Научили меня одному – не лгать
И писать тугие стихи.
Я это умею, но не горжусь,
Умею – но что с того?
Не лгать, а резать – нужно ножу,
А тугие стихи – баловство.
Я выйти в дорогу еще не успел,
Я прошел половину судьбы.
Тугую песню я туго пел,
И голос мой хрипом был.
Я эту песню напрасно пишу
Ходом былых баллад.
Кто найдет – прочтет, а я не прошу,
Чтоб жизнь моя песней была.
(Всякий представит, каково, сидя в архиве, открыть папку и увидеть в ней слова к тебе: «кто найдет – прочтет».)
Это написано через полгода после «Письма о судьбе», и здесь Ромм переламывает свою жизнь и песню, хороших стихов больше не пишет, а только ужасающе плохие – такие, каких, по его ощущению, требовала эпоха, система, народ: требовало «целое» от «доли». Он пишет по всем красным прописям, о Ленине, о Сталине, о стройках, об армии и флоте, газетные агитки и большие поэмы, но в печать пробивается нечасто: у системы было чуткое ухо, и она слышала, что голос его недостаточно чист. Объявлена дружба народов, он специализируется на Башкирии, издает в Уфе книгу «Дорога в Бикзян» (1939), много ездит, завязывает переводческие связи с башкирскими поэтами. Судя по его блокнотам, связи эти неминуемо требовали сильных выпивок, вспомним: «запах земли телесный и немного противный». У него опускаются руки, его предвоенный дневник – сплошные укоры себе за интеллигентскую мягкотелость. Тут, как рок, ударяет война. С первых дней он – в военных газетчиках, приписан к Черноморскому флоту, сочиняет очерки, агитстихи, проходит все отступление от границы до Новороссийска и Туапсе, пишет с фронта ободряющие письма, доживает до перелома войны, – но в октябре 1943 года, во время керченской катастрофы, душевные силы его кончились, и он застрелился на фронте: сам поставил точку в своей судьбе. Всякий знает, что для 1943 года это – не совсем обычная смерть.

## [Задание]
Воспроизведите дословно весь отрывок о Ромме, включая стихотворение и комментарий к нему. Список взят из другого источника и с этим отрывком не связан.

## [Приложенный список]

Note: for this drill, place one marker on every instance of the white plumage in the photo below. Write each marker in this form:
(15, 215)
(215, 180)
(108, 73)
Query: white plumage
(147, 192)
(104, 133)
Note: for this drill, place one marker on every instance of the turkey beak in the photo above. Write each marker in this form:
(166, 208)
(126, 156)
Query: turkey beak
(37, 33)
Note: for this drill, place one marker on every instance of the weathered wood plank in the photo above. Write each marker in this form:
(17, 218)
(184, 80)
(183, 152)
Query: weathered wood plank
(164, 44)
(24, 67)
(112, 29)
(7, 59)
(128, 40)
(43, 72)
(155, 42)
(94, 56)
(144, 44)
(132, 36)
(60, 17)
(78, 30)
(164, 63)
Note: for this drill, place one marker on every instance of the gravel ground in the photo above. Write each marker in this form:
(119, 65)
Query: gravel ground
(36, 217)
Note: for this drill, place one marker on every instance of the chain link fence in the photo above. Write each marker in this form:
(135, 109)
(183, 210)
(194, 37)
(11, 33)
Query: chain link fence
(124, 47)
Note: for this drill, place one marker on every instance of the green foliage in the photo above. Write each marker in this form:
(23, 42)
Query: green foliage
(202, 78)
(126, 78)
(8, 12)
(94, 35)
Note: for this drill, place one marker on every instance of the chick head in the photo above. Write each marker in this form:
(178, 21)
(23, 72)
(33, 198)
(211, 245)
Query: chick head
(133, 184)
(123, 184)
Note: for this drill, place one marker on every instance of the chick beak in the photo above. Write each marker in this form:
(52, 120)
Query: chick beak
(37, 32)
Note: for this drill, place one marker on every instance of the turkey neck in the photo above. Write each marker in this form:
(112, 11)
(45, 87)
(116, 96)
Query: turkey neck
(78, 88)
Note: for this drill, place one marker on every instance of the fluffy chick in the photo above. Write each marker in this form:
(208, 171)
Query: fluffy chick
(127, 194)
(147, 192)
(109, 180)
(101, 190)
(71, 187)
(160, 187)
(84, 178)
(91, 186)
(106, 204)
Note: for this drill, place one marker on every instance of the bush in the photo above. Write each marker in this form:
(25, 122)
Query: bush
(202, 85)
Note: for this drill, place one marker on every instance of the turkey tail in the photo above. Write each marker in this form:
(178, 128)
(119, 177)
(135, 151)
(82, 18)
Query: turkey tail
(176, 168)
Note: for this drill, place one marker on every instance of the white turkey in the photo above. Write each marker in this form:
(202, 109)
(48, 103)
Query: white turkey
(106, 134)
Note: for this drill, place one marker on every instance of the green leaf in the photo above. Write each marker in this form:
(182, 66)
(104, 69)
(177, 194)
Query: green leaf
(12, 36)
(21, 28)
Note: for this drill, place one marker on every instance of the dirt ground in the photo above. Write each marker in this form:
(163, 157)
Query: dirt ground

## [Решение]
Научили меня одному – не лгать
И писать тугие стихи.
Я это умею, но не горжусь,
Умею – но что с того?
Не лгать, а резать – нужно ножу,
А тугие стихи – баловство.
Я выйти в дорогу еще не успел,
Я прошел половину судьбы.
Тугую песню я туго пел,
И голос мой хрипом был.
Я эту песню напрасно пишу
Ходом былых баллад.
Кто найдет – прочтет, а я не прошу,
Чтоб жизнь моя песней была.
(Всякий представит, каково, сидя в архиве, открыть папку и увидеть в ней слова к тебе: «кто найдет – прочтет».)
Это написано через полгода после «Письма о судьбе», и здесь Ромм переламывает свою жизнь и песню, хороших стихов больше не пишет, а только ужасающе плохие – такие, каких, по его ощущению, требовала эпоха, система, народ: требовало «целое» от «доли». Он пишет по всем красным прописям, о Ленине, о Сталине, о стройках, об армии и флоте, газетные агитки и большие поэмы, но в печать пробивается нечасто: у системы было чуткое ухо, и она слышала, что голос его недостаточно чист. Объявлена дружба народов, он специализируется на Башкирии, издает в Уфе книгу «Дорога в Бикзян» (1939), много ездит, завязывает переводческие связи с башкирскими поэтами. Судя по его блокнотам, связи эти неминуемо требовали сильных выпивок, вспомним: «запах земли телесный и немного противный». У него опускаются руки, его предвоенный дневник – сплошные укоры себе за интеллигентскую мягкотелость. Тут, как рок, ударяет война. С первых дней он – в военных газетчиках, приписан к Черноморскому флоту, сочиняет очерки, агитстихи, проходит все отступление от границы до Новороссийска и Туапсе, пишет с фронта ободряющие письма, доживает до перелома войны, – но в октябре 1943 года, во время керченской катастрофы, душевные силы его кончились, и он застрелился на фронте: сам поставил точку в своей судьбе. Всякий знает, что для 1943 года это – не совсем обычная смерть.